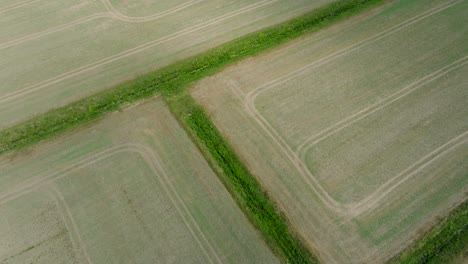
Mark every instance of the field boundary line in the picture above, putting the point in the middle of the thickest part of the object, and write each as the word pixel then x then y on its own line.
pixel 368 111
pixel 155 166
pixel 17 5
pixel 72 226
pixel 280 142
pixel 295 161
pixel 109 14
pixel 342 52
pixel 385 189
pixel 131 51
pixel 118 15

▬▬▬

## Exercise directions
Put every line of the listing into a JSON list of strings, one string per line, leaving out blank lines and leaving out the picture.

## Result
[
  "Mark every instance of the field boundary line in the picture above, putting the point in the middle of the thickest part of the object, and write each as the word pixel then x then y on its own line.",
  "pixel 368 111",
  "pixel 155 166",
  "pixel 17 5",
  "pixel 72 226",
  "pixel 280 142",
  "pixel 295 161",
  "pixel 109 14",
  "pixel 342 52",
  "pixel 385 189",
  "pixel 131 51",
  "pixel 118 15"
]